— Start Given information —

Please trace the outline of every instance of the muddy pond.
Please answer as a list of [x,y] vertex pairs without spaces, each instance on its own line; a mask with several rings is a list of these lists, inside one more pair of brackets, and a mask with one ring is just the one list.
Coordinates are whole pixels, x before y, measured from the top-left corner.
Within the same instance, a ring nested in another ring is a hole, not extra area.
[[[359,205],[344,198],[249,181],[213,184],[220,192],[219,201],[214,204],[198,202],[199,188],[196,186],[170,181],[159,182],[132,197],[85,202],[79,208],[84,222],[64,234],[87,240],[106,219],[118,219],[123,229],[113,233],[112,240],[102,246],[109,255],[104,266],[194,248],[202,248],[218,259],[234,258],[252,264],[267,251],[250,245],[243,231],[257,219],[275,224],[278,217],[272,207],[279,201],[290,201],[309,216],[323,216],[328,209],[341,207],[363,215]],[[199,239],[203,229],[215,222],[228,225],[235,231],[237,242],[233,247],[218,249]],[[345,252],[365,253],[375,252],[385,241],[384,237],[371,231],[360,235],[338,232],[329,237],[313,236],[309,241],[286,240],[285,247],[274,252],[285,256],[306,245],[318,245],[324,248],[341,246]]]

— End Given information —

## What this task involves
Present every line of the items above as a numbered list, leaving out any blank lines.

## Answer for the task
1. Please trace the outline of every instance of the muddy pond.
2. Please answer as a list of [x,y] vertex pairs without spaces, each instance on its own line; a mask with several rings is a list of these lists, inside one more pair of brackets, and a mask with one ring is just the one list.
3. Coordinates are whole pixels, x before y, measured from the top-left corner.
4. Within the same instance, a ring nested in another ring is a hole, not extra area.
5. [[[359,205],[344,198],[249,181],[213,184],[220,192],[219,201],[214,204],[198,202],[199,188],[196,186],[170,181],[159,182],[132,197],[85,202],[79,208],[84,222],[64,234],[87,240],[106,219],[118,219],[123,229],[113,233],[112,240],[102,246],[109,255],[104,266],[194,248],[202,248],[218,259],[234,258],[252,264],[267,251],[250,245],[243,231],[257,219],[275,224],[278,217],[272,207],[279,201],[290,201],[309,216],[323,216],[328,209],[341,207],[363,215]],[[199,239],[203,229],[215,222],[228,225],[235,231],[237,242],[233,247],[218,249]],[[345,252],[365,253],[375,252],[385,241],[384,237],[371,231],[360,235],[338,232],[329,237],[313,236],[309,241],[286,240],[285,247],[274,252],[285,256],[306,245],[318,245],[324,248],[341,246]]]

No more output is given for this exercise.